* [WRITTEN PROBLEM]: Copy each of the following items word for word, omitting the pictures from your answer.

* [RECORD SET]:
--------------------------------

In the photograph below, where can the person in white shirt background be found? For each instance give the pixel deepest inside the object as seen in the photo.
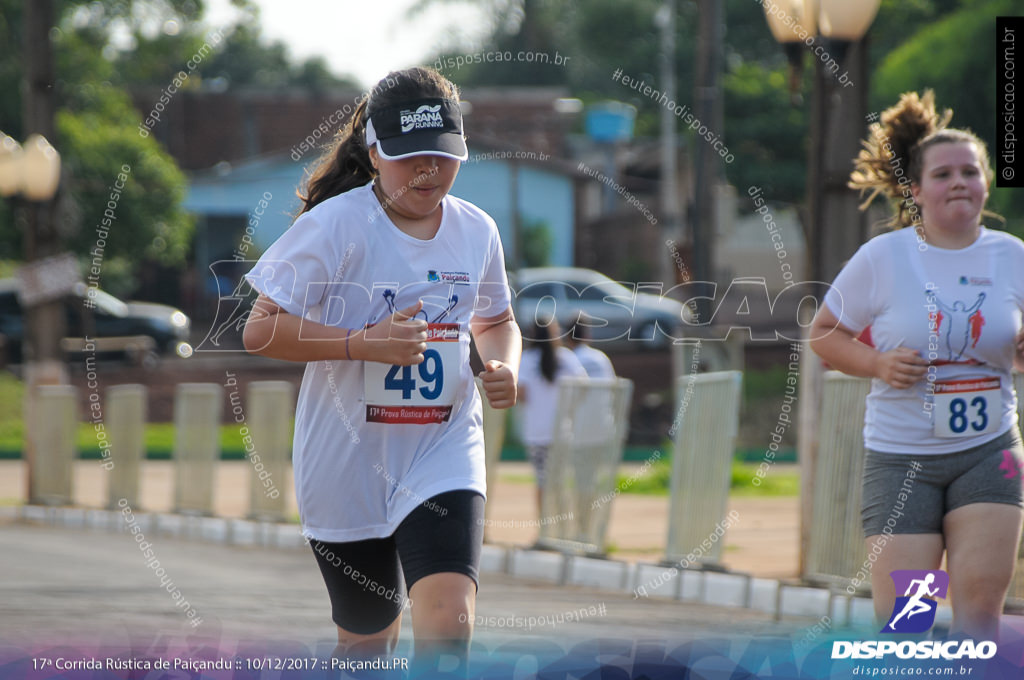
(376, 287)
(545, 360)
(594, 360)
(943, 296)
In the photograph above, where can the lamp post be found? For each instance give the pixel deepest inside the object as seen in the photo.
(834, 30)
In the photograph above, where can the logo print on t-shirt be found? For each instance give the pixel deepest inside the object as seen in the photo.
(963, 325)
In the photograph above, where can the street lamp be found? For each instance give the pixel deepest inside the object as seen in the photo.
(835, 227)
(30, 176)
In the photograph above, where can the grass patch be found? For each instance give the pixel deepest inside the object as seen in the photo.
(778, 481)
(159, 437)
(658, 477)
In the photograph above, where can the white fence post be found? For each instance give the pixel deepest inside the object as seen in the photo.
(54, 424)
(268, 417)
(706, 423)
(836, 549)
(125, 424)
(591, 425)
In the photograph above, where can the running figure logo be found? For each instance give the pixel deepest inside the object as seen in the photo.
(914, 611)
(964, 325)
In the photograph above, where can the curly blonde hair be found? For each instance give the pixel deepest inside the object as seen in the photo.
(893, 154)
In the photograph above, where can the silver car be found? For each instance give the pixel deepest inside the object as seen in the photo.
(617, 315)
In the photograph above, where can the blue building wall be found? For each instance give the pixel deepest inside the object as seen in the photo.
(542, 195)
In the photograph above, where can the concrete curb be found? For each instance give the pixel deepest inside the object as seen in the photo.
(780, 598)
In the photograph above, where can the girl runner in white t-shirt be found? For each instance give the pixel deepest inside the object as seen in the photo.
(943, 299)
(377, 286)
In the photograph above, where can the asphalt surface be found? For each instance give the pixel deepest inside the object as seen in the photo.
(91, 587)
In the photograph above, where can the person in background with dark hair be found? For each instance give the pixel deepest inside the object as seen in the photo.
(594, 360)
(944, 457)
(377, 286)
(545, 359)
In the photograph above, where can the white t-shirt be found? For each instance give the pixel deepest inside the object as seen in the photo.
(538, 412)
(360, 463)
(961, 309)
(594, 362)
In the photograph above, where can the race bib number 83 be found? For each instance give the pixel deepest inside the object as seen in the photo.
(416, 394)
(965, 408)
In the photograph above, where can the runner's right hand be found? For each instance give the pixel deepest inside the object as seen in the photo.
(399, 339)
(900, 368)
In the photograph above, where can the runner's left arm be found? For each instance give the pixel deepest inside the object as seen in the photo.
(500, 343)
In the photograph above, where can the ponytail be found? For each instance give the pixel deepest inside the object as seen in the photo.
(892, 158)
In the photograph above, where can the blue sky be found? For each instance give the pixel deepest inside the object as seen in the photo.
(365, 39)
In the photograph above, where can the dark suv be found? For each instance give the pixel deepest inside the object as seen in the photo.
(140, 332)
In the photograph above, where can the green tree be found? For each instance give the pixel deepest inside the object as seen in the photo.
(96, 133)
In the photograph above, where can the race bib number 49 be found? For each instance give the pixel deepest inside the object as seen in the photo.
(964, 408)
(416, 394)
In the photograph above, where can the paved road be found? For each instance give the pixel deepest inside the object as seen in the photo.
(90, 587)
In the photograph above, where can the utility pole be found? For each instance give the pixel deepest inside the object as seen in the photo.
(708, 107)
(44, 321)
(671, 205)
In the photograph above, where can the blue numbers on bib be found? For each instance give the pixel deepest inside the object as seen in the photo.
(958, 415)
(431, 372)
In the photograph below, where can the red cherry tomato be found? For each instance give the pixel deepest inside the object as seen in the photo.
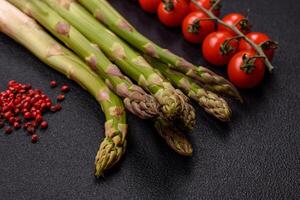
(219, 47)
(196, 27)
(171, 13)
(235, 19)
(262, 39)
(246, 71)
(149, 6)
(207, 4)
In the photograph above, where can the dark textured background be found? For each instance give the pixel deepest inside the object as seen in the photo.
(256, 156)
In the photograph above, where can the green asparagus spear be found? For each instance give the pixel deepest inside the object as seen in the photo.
(106, 14)
(209, 101)
(126, 58)
(137, 101)
(25, 31)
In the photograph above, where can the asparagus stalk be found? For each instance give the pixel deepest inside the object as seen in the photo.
(209, 101)
(127, 59)
(25, 31)
(106, 14)
(174, 138)
(136, 100)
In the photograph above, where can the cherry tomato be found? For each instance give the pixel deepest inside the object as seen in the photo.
(149, 6)
(246, 71)
(262, 39)
(196, 27)
(207, 4)
(235, 19)
(172, 12)
(219, 47)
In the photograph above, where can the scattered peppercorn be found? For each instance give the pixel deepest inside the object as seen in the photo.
(20, 101)
(17, 125)
(44, 125)
(8, 130)
(34, 138)
(60, 97)
(65, 88)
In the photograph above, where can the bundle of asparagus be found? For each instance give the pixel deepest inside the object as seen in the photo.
(25, 31)
(135, 98)
(106, 14)
(158, 73)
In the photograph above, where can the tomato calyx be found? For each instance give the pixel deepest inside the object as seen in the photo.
(226, 48)
(269, 44)
(194, 27)
(245, 25)
(168, 5)
(248, 65)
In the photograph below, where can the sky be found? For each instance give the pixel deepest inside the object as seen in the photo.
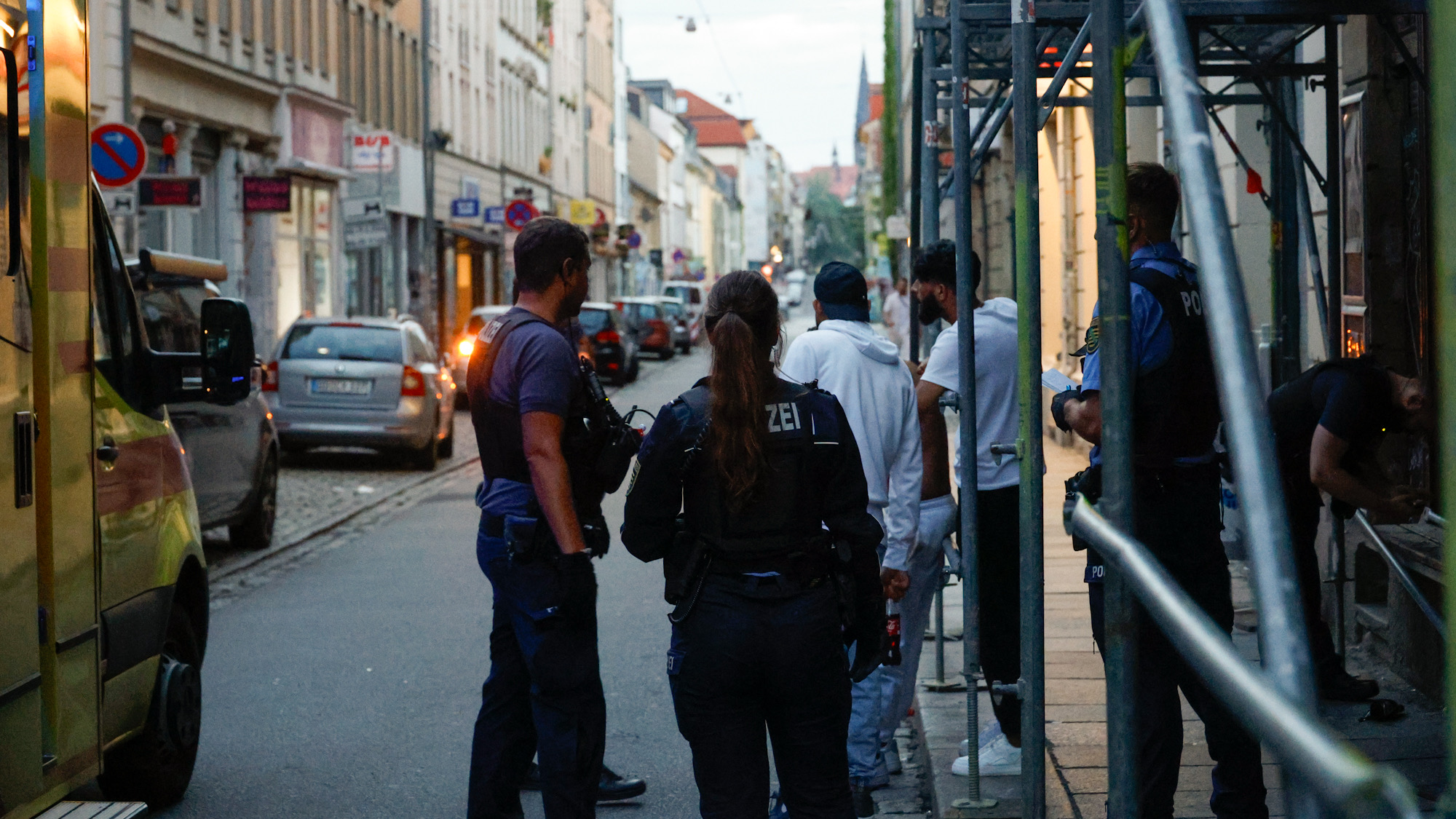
(793, 66)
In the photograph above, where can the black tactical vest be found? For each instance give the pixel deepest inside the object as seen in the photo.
(1176, 405)
(497, 424)
(784, 516)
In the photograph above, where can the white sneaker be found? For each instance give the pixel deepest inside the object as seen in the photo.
(1000, 758)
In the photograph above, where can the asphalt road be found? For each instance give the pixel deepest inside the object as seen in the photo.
(347, 682)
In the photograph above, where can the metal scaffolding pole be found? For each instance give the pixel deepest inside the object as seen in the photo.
(1116, 353)
(930, 143)
(1285, 647)
(965, 305)
(1444, 216)
(1026, 55)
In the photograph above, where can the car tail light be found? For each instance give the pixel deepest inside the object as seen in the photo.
(413, 382)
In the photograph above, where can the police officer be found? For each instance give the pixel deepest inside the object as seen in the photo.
(751, 490)
(1327, 424)
(551, 448)
(1176, 417)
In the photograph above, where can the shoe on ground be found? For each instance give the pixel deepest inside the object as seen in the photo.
(892, 752)
(1346, 688)
(612, 787)
(1000, 758)
(864, 803)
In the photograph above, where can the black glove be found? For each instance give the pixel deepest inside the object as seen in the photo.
(1059, 407)
(577, 586)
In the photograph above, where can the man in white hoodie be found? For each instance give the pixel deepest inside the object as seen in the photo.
(864, 371)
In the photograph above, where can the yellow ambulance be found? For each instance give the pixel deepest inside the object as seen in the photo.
(103, 580)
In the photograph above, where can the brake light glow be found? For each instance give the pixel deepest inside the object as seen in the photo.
(413, 382)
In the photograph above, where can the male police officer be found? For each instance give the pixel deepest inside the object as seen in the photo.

--------------------------------

* [RESPONSE TO THE TASK]:
In the photograph below, where can the person in white shirt background be found? For each instance give the pixel deepest inside the object as seen in the photo.
(376, 287)
(545, 360)
(594, 360)
(943, 296)
In the photograph above, where can the lamp post be found? For each instance give the pixel deepest inside the object as seen in the photo.
(834, 30)
In the photograph above, where can the logo print on t-shirt be found? For each instance give the pixel deepest inside the object as seen in the photo.
(963, 325)
In the photograph above, where can the street lamp be found? For each instance give the pixel deepest inside the object as seen in the photo.
(835, 227)
(30, 176)
In the photograph above, where can the grass patch be found? For each instance give the pixel deepest inside the object as seen in the photo.
(778, 481)
(159, 437)
(658, 477)
In the photograph above, where can the white fence post be found? For each instance give the pixel deepest inside the object as seen in the photo.
(54, 424)
(268, 417)
(706, 423)
(836, 549)
(125, 424)
(591, 425)
In the photograph above, where can the running figure logo be found? For each instance give the pixel deepest inside the object as seen in the photo.
(914, 611)
(964, 325)
In the photograph above, where can the curly blonde hair be found? For each instance give the pixel deepest inside the object as seen in the photo.
(893, 154)
In the photograph above, where can the silver car be found? For each instance give the pixel deepest inside the object as seen in the photo.
(617, 315)
In the photograph above, where can the blue building wall be found? For each instance give the pixel deepest inside the object as seen in the photo.
(542, 195)
In the photograph above, where can the concrete curb be found? For each instance give the pixel deepest inside the object as seen in the photo.
(780, 598)
In the photograph above, where can the girl runner in white t-shirt be found? For each instance give the pixel deepest inside the object as seen in the photo.
(943, 299)
(377, 286)
In the photograph above, where can the asphalt surface be found? For each instance give the pixel deepest inside the object as seen in the photo.
(91, 587)
In the photograph above, where can the person in background with dark hair be found? For each instance give the pixel deepest inside the object as seen in the photo.
(594, 360)
(944, 457)
(377, 286)
(545, 359)
In the photograph above, where can the white t-shirt be found? For each instance give the pixel deepest inside the object as seen in the photo.
(538, 412)
(360, 463)
(961, 309)
(594, 362)
In the photograph above, where can the race bib number 83 be found? For each instance give the pixel deepest inside the object as seen in the photo.
(416, 394)
(965, 408)
In the photograph above, where can the runner's right hand be found? For each instance give the pixel deepest inside the object as seen in the photo.
(399, 339)
(900, 368)
In the photograph above, where can the runner's left arm be found? For each instance give the pixel deepest inside the object as seen in the photo.
(500, 343)
In the photograph above, where can the ponytail be found? For each instance give the pixel deepest inside the object as seen in the photo.
(892, 158)
In the photograph above, where can the blue sky be found? For each instance give the pixel deepest inside the object as seen in the photo.
(365, 39)
In the photograph above, where can the dark suv be found? For each instance give the pixel deepest inside the object as seen in the photo.
(140, 332)
In the photograph above, where can the green tree be found? For each instance give the pixel deepest inside the object as seen in the photo.
(96, 133)
In the photograph above, where can the race bib number 49 be found? For each instance give the pixel deepest inside the object as seen in the photo.
(964, 408)
(416, 394)
In the photograph above, where can the paved road be found? For each instance give the pixel deepest inside the object as seen in the photo.
(90, 587)
In the photograph above, where can the utility pole be found? For each instance give the pixel deepest inside the object as seen in the photo.
(708, 107)
(44, 321)
(671, 205)
In the photograph above, where can the blue numbers on bib be found? For each instance give the pixel deepest inside the object as seen in the photo.
(958, 415)
(431, 372)
In the photograph below, where can the red cherry tomato be found? For each instance give the pixel deepest inside the object as seen in the photo.
(219, 47)
(196, 27)
(171, 13)
(235, 19)
(262, 39)
(246, 71)
(149, 6)
(207, 4)
In the photograph above, where can the dark textured background be found? For each instance give the pixel deepest inside the object as seen in the photo.
(256, 156)
In the photograph above, where can the green asparagus spear be found? For each instance give the pixel deepest inside the object as seen in the photo.
(106, 14)
(209, 101)
(126, 58)
(137, 101)
(25, 31)
In the photograph above, where can the asparagus stalk be found? For each instance give the pixel deepest inside the object as seen in the photo.
(209, 101)
(127, 59)
(25, 31)
(106, 14)
(174, 138)
(136, 100)
In the photograph above, where can the cherry tomato be found? For each instance give the pixel deepest inside the object as seen in the photo.
(149, 6)
(246, 71)
(262, 39)
(196, 27)
(207, 4)
(235, 19)
(172, 12)
(219, 47)
In the photograph above, where can the scattered peppercorn be found? For each instance give the pixel deepest inside the object as seen in the photo.
(20, 101)
(17, 125)
(44, 125)
(8, 130)
(34, 138)
(60, 97)
(65, 88)
In the photograph above, where can the bundle of asparagus be found? For each instance give the pixel deepest inside the object as seen in the photo.
(25, 31)
(135, 98)
(106, 14)
(158, 73)
In the photograph above, where can the tomato calyx be found? For each instance give the pixel deepest inside the object as seen in the photo.
(226, 48)
(269, 44)
(194, 27)
(245, 25)
(168, 5)
(248, 65)
In the photograph below, where can the sky be found? For each instance give the pixel deepest inside the object as seen in the photo.
(793, 66)
In the photograph above, where can the black tactical vest be found? For each instance give the pixel deepest inside the object as seen in the photo.
(1176, 405)
(497, 424)
(784, 516)
In the photograph above, where can the white sneaker be found? For each instance give the pixel deepest inside the object as seen in the photo.
(1000, 758)
In the photograph above, where can the asphalt road be found? For each instance give the pixel deepest inside the object as seen in the photo.
(347, 682)
In the photograph above, where can the metal scaffolding pole be found? For each instance give the pixel deepest inside the object as seen in the photo.
(1116, 353)
(930, 143)
(1285, 647)
(965, 305)
(1444, 216)
(1026, 55)
In the photograph above, where can the car tail light be found? For each instance give the pixel deepest inside the object as seen in the photo.
(413, 382)
In the photograph above, where can the police officer be found? For each instance give the pixel deepest inside the object as seen in the photo.
(751, 490)
(1327, 424)
(551, 448)
(1176, 417)
In the photograph above, where can the shoe on ground be found? For each instance give the pixel deepest inside the object as seen in the photo.
(892, 752)
(1346, 688)
(612, 787)
(1000, 758)
(864, 803)
In the photograph above, where can the black glove be found? For each instance give the pixel deepest inside the object as seen in the photo.
(1059, 407)
(577, 586)
In the photograph above, where can the man in white hoodie be found? For each instance give the pixel deepest inside the object as seen in the photo.
(864, 371)
In the photograph above, where can the yellow ambulance be found? For each instance give the pixel deepest inside the object as seen in the photo.
(103, 580)
In the photograph above, where can the brake light glow be found? For each instance give the pixel deepest inside the object as seen in the photo.
(413, 382)
In the photograph above, where can the male police officer be found? For each instance give the pixel deepest inside the object as seen in the photo.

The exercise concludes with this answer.